What to do:
1. Answer these questions about the listening notes:
(a) Which sampler model is named in the first post?
(b) How many ocean-themed songs does Mario Artist for N64DD have?
(c) On what is the tuning scale of "Durationplex" based?
2. Write the next part of the music listening notes, picking up after their final line.

Text provided:
The box is SP-404mk2, the most recent of a series of surprisingly incremental updates to J Dilla's favorite sampler, with the main effect AFAICT to add, like, USB and SD card support and the stuff that makes a device actually convenient to use in 2021.
What I'm listening to today: "The Mashed Up Mixes - Diplo of Hollertronix Meets RJD2"
During that 10 minutes of mainstream craze for "mashups", lo-fi hip hop virtuoso RJD2 invited a few artists to make DJ mixtapes out of his his back catalog. There's also a good one by "Haul & Mason", but this mix stuck in my head forever for a segment that strings together Cat Power, Slick Rick and Steve Reich, and later on what's still to me the definitive version of Outkast's "Roses"
What I'm listening to today: "Jellyfish", Kazumi Totaka (Nintendo)
There is a weird pattern in video games:
- The "water level", in any game, is usually everyone's least favorite, but
- The "water level" often has the coolest, most memorable music of the game.
Upthread I linked some "ocean vibes" music from Mario Artist for N64DD. That game has *three* ocean-themed songs, all bangers; here's my other fav. Charmingly cheesy hold-music jazz transitioning into trip-hop
https://www.youtube.com/watch?v=E8DlaLKT3q8&list=PL-pEm4IqI6c_DfCBqt5VBvR-atgwqTlZB&index=95
What I'm listening to today: "What Does Your Soul Look Like?, Pt. 3", DJ Shadow
DJ Shadow followed up his major-label "debut" with an (incomplete) overview of his pre-"debut" indie releases. The information economy of the late 90s was less developed than that of today & getting into DJ Shadow in 1998 was a *little* confusing. Whatever! Here's the most rocking track from "preemptive strike". This *fucking* piano
https://www.youtube.com/watch?v=m9VIDrDXJmc
PS: Shadow fans listen to the Mighty Atom Endtroducing mix
What I'm listening to today: "Durationplex", Sevish
This musician describes this track as an exercise in golden-ratio "maxxing"; the (xenharmonic) tuning scale is based on ϕ, the (polyrhythmic, constantly shifting) rhythms are based on ϕ, the FM timbres are based on ϕ. Experientially all you can tell is that the musician was doing something *very specific*, which you can grasp the shape of but not understand
https://www.youtube.com/watch?v=gXMqkyVbFmI
( This track is also on Bandcamp: https://sevish.bandcamp.com/track/durationplex )

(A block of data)
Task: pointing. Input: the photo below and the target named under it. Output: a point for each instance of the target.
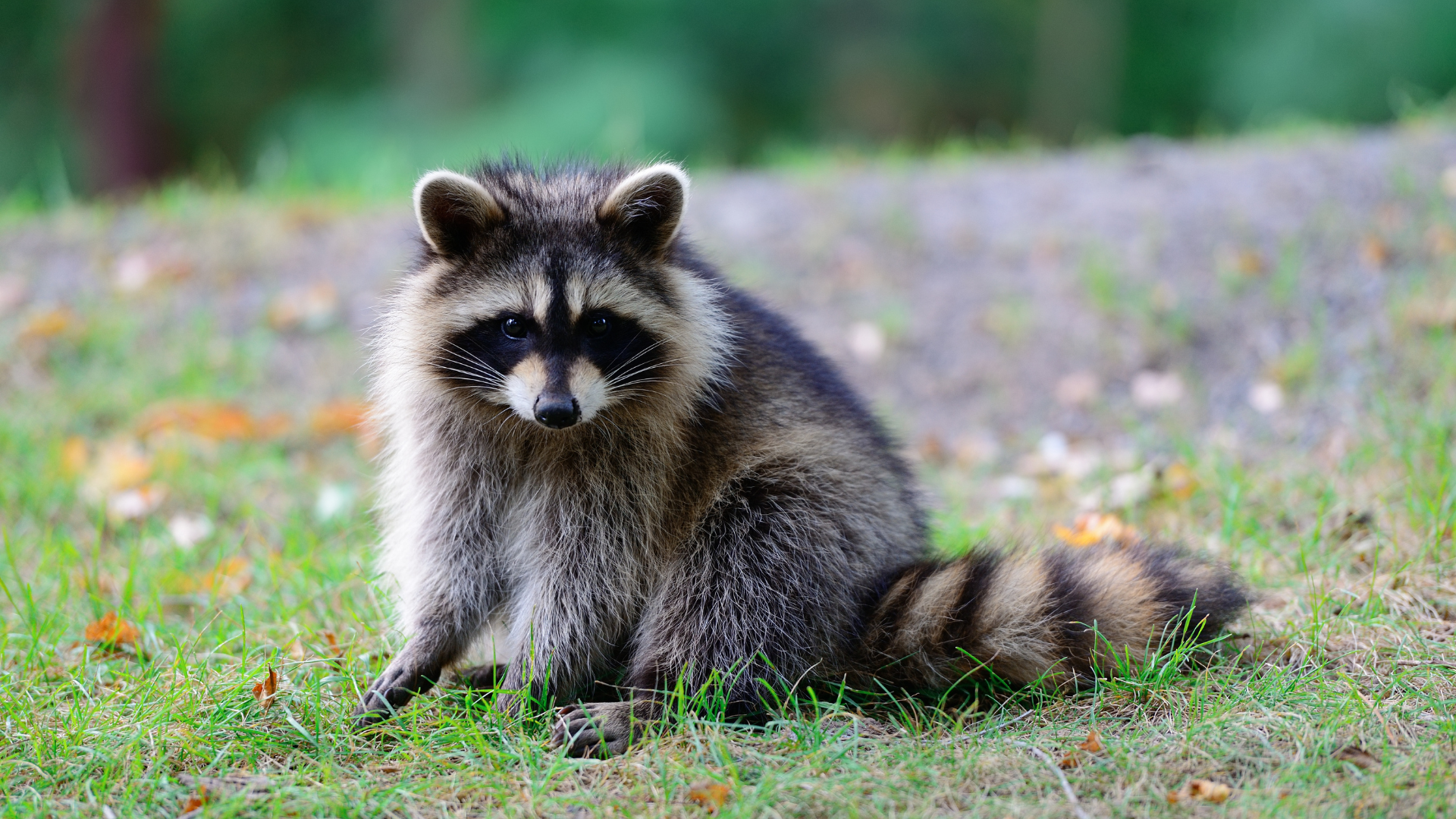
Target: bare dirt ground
(1130, 297)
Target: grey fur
(733, 509)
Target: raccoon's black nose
(557, 411)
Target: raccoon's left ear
(647, 207)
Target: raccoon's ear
(455, 212)
(647, 207)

The results:
1.
(a) SP-404mk2
(b) Three
(c) ϕ (the golden ratio)

2.
What I'm listening to today: "Small drops 2025-08-02", atnr
"Minimal Ambient". Giant reverb landscapes. Sitting on a dark hill, your hair mussed by gentle breeze, watching on the horizon the spaceships take off.
Made by combining Yamaha's modern DX7 revival, an original Game Boy, and three guitar pedals, one of which only exists to simulate the sound of cassette tape; someone probably *could* have made this exact music in 1989, in principle.
What I'm listening to today: "Fly to the Leaden Sky", Manabu Namiki
This is the stage 1 music from "Battle Garegga", an incredibly maximalist top-down shooter made in 1996 by former Compile staff. This is from the 2016 PS4/XBox rerelease, so the original onboard chip synthesis is replaced with slightly different instrumentation including crisper drum samples that really do improve this one track. A giant glowing idol to the 1980s, an exuberant tower of electric guitars
https://www.youtube.com/watch?v=UF-ENkufyCY&list=PLguGBzflGahMxYlXtQxX5e4yuqPMWKBAn&index=3
What I'm listening to today: "Speciation", Passepartout Duo
An old technique in ambient music is "phasing", where you play two loops of different lengths and let them go in and out of sync, creating different interesting patterns. It's a truism this requires electronics or tape, because two humans trying to play out-of-sync tempos would confuse each other. These two seem to be actually doing a live phase performance, dueling xylophone and gameboy-style squarewave loops
What I'm listening to today: "Souzou Suru", Haru Nemuri
High-energy Japanese rap with seriously weird production. My wife was listening to this and now I'm listening to it.
https://specific.bandcamp.com/track/souzou-suru
Every lyrics site swears up and down she's saying "Touch my Yes", not whatever it is you thought you heard.
( If you're enjoying yourself by the end of this song maybe listen to the next one on the album, which I like for its mid-90s-arcade-shooter-style sampled guitars… https://specific.bandcamp.com/track/bang )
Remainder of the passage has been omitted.